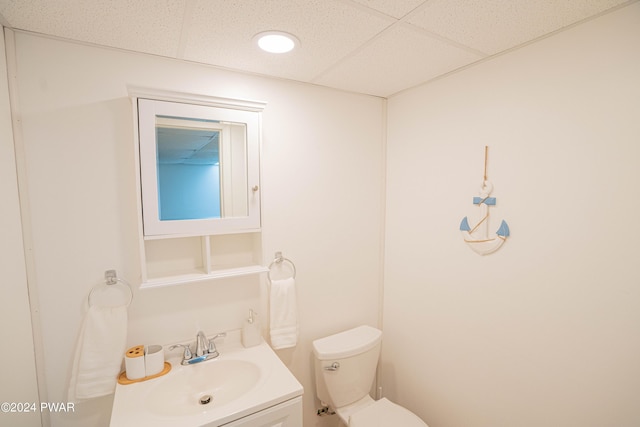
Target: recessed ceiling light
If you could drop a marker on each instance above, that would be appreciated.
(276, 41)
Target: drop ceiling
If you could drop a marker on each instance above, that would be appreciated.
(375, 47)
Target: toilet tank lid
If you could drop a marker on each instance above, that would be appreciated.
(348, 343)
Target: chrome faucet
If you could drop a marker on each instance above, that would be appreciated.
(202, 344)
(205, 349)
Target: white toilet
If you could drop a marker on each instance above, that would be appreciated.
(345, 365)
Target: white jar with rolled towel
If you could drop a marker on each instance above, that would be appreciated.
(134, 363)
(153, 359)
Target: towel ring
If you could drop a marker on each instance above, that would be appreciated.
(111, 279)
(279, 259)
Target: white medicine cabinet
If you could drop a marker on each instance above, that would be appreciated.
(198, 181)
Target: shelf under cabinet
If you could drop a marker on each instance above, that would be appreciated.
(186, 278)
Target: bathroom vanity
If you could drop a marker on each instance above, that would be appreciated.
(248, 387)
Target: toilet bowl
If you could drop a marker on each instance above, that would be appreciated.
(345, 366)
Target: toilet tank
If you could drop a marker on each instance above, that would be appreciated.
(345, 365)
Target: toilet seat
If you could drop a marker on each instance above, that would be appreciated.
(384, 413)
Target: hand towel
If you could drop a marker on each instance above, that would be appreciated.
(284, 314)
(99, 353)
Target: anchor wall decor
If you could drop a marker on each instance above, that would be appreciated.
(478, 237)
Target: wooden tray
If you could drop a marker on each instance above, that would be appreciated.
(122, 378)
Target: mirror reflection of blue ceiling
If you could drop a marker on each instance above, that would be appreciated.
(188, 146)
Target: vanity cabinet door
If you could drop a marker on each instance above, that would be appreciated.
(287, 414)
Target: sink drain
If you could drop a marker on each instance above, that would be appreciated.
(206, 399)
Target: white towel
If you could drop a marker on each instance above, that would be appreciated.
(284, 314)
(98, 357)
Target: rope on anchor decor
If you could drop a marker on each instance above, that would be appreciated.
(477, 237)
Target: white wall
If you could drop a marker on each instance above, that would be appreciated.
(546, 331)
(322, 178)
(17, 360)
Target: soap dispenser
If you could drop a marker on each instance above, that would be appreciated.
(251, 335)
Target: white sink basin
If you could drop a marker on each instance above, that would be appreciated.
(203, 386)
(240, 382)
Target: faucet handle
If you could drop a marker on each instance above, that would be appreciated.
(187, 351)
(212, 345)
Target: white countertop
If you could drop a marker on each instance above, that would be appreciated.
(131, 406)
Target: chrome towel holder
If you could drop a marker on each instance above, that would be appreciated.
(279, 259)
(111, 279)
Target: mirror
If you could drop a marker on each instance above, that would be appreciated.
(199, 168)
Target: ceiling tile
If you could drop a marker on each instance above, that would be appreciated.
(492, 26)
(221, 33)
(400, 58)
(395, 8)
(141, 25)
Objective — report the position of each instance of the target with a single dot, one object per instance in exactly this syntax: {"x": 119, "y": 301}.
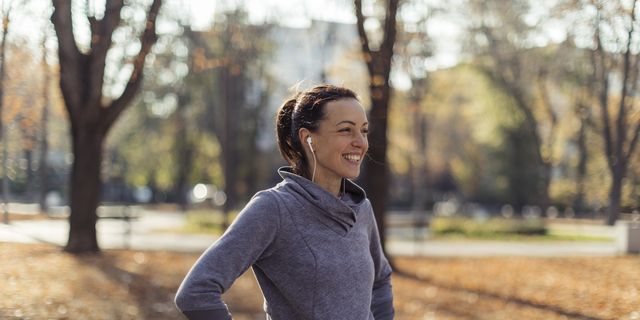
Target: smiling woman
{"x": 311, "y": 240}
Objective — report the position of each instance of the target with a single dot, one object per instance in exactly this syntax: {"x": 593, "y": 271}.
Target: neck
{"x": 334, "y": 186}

● ● ● ●

#### Directions:
Show each line of the data that contains the string "cabinet".

#### Result of this task:
Target: white medicine cabinet
Target: shelf under cabinet
Target: vanity cabinet door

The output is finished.